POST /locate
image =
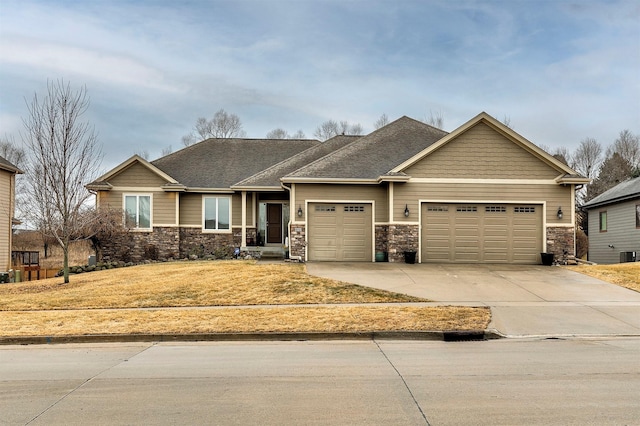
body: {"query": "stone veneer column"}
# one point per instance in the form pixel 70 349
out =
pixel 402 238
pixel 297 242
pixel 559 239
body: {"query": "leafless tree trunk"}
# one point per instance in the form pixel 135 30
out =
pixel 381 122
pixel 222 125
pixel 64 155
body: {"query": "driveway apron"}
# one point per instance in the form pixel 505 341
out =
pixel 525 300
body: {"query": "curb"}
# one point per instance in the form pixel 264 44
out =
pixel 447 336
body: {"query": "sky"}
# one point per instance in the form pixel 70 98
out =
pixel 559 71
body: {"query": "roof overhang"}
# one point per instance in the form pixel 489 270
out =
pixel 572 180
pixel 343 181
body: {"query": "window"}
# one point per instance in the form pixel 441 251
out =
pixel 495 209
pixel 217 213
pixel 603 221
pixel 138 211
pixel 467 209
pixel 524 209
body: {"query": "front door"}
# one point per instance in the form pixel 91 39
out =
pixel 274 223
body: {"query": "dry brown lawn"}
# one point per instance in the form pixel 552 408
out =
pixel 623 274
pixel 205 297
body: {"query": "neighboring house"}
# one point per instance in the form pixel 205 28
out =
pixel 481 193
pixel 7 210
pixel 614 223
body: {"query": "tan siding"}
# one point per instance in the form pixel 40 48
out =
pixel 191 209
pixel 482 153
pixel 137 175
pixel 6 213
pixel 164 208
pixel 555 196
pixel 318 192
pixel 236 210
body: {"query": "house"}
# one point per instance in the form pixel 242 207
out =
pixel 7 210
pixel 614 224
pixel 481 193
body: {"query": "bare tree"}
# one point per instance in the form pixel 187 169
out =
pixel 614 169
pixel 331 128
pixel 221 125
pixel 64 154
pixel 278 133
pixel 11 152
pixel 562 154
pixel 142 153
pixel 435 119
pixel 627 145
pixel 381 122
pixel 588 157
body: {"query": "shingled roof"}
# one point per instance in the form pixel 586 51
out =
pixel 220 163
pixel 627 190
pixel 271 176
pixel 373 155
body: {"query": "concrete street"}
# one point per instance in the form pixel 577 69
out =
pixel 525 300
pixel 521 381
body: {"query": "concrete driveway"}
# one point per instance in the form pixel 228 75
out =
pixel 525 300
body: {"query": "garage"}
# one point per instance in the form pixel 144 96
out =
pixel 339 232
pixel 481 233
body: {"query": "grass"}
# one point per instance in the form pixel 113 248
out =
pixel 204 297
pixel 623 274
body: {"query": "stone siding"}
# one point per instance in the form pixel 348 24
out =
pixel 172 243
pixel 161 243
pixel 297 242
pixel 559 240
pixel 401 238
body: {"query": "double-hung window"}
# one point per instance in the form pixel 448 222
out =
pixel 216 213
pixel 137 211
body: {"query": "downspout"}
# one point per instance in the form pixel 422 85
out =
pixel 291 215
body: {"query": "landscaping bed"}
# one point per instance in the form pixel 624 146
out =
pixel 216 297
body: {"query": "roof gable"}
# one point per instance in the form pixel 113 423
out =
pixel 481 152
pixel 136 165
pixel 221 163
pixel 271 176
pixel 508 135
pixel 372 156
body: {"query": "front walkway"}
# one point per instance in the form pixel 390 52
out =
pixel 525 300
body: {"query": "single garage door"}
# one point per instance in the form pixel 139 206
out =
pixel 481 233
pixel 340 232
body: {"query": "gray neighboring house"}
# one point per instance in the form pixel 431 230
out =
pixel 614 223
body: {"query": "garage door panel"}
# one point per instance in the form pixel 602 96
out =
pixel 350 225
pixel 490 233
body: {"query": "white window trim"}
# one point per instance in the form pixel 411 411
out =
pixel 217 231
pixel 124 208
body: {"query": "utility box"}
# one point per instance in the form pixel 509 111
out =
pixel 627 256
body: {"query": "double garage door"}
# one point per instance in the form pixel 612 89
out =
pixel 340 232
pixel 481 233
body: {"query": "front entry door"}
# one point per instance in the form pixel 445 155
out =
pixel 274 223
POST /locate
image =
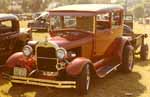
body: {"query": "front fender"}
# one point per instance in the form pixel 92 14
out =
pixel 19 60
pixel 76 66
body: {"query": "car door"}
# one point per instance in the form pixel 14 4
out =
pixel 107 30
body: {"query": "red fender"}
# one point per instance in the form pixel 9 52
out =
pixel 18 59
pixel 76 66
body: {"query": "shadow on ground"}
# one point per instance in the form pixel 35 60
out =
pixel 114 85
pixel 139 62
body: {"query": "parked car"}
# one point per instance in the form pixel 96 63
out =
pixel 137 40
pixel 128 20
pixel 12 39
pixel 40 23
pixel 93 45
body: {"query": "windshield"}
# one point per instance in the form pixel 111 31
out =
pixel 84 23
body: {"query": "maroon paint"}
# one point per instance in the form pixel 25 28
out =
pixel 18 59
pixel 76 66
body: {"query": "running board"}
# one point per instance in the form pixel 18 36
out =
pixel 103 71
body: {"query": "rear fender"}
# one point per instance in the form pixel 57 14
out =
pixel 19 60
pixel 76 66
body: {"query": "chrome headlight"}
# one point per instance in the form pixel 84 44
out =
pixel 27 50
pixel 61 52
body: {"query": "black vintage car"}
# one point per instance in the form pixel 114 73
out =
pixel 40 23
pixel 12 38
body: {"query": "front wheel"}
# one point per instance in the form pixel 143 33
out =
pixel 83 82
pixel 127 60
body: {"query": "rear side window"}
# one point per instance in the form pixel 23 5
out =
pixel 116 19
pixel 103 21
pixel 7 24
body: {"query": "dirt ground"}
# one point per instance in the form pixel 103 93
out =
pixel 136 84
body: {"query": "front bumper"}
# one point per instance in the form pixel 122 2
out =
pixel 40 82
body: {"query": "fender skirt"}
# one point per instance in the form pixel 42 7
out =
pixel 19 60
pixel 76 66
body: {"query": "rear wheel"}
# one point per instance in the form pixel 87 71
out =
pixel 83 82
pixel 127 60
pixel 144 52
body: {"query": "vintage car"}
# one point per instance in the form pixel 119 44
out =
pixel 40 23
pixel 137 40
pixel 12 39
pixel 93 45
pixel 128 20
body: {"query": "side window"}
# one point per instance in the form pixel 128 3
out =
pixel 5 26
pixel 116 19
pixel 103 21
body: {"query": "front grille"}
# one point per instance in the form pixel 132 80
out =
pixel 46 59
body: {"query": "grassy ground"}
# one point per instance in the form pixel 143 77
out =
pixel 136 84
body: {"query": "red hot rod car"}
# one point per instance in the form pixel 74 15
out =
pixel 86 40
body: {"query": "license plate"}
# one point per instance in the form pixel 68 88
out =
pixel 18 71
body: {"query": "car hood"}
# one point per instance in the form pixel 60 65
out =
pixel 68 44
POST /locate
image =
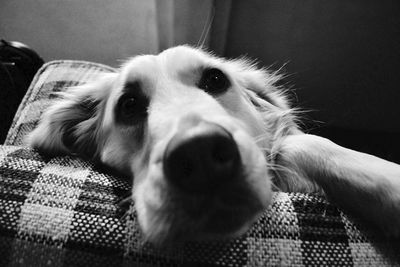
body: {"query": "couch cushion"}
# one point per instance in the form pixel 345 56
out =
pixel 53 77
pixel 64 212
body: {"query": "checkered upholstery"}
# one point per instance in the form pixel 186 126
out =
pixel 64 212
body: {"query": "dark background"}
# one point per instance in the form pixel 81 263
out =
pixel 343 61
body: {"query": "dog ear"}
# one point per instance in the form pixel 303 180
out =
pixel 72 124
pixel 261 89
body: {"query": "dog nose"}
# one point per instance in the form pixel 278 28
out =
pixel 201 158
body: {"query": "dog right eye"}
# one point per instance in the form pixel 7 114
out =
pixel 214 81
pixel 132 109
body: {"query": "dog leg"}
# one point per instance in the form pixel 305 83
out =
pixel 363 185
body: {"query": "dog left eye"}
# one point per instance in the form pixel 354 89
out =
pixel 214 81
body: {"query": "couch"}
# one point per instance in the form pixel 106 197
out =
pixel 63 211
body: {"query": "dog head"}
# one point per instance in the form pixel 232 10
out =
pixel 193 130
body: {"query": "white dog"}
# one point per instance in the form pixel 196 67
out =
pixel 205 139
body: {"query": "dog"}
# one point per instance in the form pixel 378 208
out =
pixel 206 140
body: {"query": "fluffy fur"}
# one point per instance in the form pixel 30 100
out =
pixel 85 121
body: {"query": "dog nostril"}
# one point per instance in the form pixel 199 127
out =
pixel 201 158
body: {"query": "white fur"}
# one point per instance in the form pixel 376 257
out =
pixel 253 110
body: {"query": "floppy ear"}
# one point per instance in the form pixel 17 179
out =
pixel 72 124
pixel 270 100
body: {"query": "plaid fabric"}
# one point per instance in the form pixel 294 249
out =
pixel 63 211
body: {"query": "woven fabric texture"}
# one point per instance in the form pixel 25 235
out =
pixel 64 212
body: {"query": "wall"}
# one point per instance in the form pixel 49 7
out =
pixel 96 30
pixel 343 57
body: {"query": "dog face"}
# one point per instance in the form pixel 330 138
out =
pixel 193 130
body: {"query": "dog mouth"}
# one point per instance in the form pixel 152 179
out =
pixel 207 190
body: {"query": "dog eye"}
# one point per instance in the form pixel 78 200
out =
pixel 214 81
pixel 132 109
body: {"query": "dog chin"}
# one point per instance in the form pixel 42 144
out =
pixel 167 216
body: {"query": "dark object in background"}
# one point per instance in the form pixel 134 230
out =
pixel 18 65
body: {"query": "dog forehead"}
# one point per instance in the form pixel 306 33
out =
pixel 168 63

----

» **Assignment**
Reply with one number, the count of lines in the records that include the word "dark".

» **Answer for this exercise**
2